TASK STATEMENT: Replace "t-shirt" with "shirt" throughout the records below and give them again with nothing else changed. Leave the pictures out of your answer.

DATA TO PROCESS:
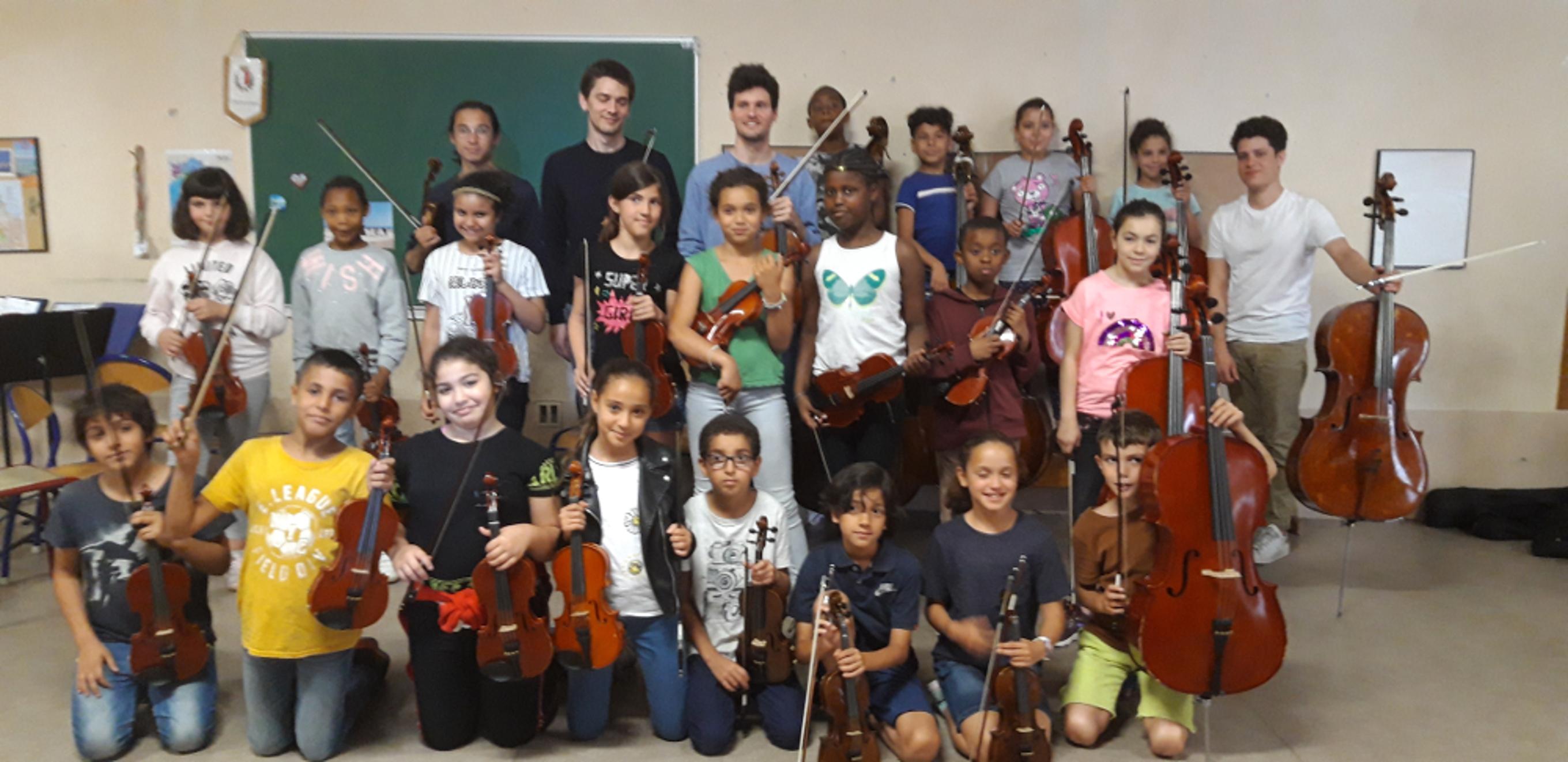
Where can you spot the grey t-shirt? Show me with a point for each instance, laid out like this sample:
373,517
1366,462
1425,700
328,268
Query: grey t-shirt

PROBLEM SOLUTION:
Where can you spot the grey shirt? Show me with a point for each instance, laid out like this sample:
373,517
1366,462
1425,700
328,268
Query: grey shirt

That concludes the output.